• EXERCISE INPUT:
■ ■ ■ ■ ■
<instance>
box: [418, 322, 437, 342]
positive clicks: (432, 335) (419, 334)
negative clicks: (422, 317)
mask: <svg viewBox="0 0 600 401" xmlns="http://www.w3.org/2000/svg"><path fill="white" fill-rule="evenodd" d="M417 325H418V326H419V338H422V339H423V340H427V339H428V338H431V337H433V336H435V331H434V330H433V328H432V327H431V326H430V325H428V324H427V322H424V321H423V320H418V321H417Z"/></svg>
■ ■ ■ ■ ■
• TASK PROMPT:
Write the data above out again in full, exactly.

• ANSWER SPACE:
<instance>
box: [418, 322, 437, 342]
positive clicks: (432, 335) (419, 334)
negative clicks: (422, 317)
mask: <svg viewBox="0 0 600 401" xmlns="http://www.w3.org/2000/svg"><path fill="white" fill-rule="evenodd" d="M417 325H418V326H419V338H422V339H423V340H427V339H428V338H431V337H433V336H435V331H434V330H433V328H432V327H431V326H430V325H428V324H427V322H424V321H423V320H418V321H417Z"/></svg>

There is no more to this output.